LeVay studied the brains of 41 corpses, including six women, 19 homosexual men, and 16 men presumed to be heterosexual. LeVay examined a portion of the hypothalamus known as INAH-3. He reported that the INAH-3 was more than twice as large in heterosexual men as in the homosexual men. He deduced that "sexual orientation has a biological substrate" because if the brains of homosexual men were closer in size to the brains of women than the brains of heterosexual men, then gay men must be more biologically like women.7

What the general public doesn't know, though, is that many researchers found fault with this study, as well, including LeVay himself. He said, "It's important to stress what I didn't find. I did not prove that homosexuality is genetic, or find a genetic cause for being gay. I didn't show that gay men are born that way, the most common mistake people make in interpreting my work. Nor did I locate a gay center in the brain."8

Even more emphatically, LeVay stated, "… time and again I have been described as someone who 'proved that homosexuality is genetic' … I did not."9 And LeVay later admitted that all 19 of the subjects identified as homosexuals had died from AIDS complications.10 It is certainly possible, then, that the size difference in their hypothalamuses was caused by their illness rather than their homosexuality.

Data for analysis -

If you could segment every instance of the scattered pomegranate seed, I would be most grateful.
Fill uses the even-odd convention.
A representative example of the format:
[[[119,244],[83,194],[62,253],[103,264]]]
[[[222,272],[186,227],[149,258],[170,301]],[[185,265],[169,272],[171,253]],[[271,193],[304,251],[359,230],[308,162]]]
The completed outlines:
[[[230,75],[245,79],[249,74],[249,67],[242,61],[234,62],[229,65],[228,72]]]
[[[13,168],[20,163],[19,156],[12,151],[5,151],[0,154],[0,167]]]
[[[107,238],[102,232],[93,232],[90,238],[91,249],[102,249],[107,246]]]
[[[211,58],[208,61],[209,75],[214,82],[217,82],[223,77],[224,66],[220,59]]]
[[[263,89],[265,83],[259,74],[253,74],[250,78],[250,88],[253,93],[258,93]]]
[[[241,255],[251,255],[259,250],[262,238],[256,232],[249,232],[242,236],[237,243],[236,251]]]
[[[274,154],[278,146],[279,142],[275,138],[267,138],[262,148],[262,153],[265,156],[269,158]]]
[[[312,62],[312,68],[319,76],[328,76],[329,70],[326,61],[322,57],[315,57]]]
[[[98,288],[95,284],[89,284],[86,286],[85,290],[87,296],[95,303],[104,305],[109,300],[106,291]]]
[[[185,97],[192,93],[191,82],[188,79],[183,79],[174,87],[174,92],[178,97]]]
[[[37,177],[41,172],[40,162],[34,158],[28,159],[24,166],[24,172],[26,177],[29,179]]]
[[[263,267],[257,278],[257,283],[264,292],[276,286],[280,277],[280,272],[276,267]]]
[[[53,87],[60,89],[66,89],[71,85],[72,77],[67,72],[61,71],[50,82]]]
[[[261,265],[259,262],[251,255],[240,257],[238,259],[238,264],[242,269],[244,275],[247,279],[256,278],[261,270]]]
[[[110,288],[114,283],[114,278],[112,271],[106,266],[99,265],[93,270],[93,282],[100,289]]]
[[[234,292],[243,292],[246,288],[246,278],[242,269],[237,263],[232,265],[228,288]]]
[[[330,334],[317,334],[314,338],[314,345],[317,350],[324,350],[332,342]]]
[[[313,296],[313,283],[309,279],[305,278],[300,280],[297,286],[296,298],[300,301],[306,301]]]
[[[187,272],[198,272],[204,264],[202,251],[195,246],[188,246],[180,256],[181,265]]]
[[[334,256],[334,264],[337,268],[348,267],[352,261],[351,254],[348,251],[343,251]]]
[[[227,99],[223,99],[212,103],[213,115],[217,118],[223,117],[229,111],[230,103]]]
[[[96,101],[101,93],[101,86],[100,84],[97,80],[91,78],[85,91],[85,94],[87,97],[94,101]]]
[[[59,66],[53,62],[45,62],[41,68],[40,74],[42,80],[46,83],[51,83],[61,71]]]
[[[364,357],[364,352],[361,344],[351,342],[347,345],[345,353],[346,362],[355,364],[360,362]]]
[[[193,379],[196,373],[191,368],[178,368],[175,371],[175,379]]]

Work order 1 - In the LeVay passage, what portion of the hypothalamus did LeVay examine?
Work order 2 - Reproduce part of the LeVay passage, beginning at the words "What the general" and stopping after "than their homosexuality.".
Work order 3 - According to the LeVay passage, why is it possible that the size difference in the hypothalamuses had nothing to do with homosexuality?
None of the items are needed for this work.

Task output 1 - INAH-3

Task output 2 -
What the general public doesn't know, though, is that many researchers found fault with this study, as well, including LeVay himself. He said, "It's important to stress what I didn't find. I did not prove that homosexuality is genetic, or find a genetic cause for being gay. I didn't show that gay men are born that way, the most common mistake people make in interpreting my work. Nor did I locate a gay center in the brain."8

Even more emphatically, LeVay stated, "… time and again I have been described as someone who 'proved that homosexuality is genetic' … I did not."9 And LeVay later admitted that all 19 of the subjects identified as homosexuals had died from AIDS complications.10 It is certainly possible, then, that the size difference in their hypothalamuses was caused by their illness rather than their homosexuality.

Task output 3 - LeVay admitted that all 19 subjects identified as homosexuals had died from AIDS complications. The size difference could therefore have been caused by their illness rather than by their homosexuality.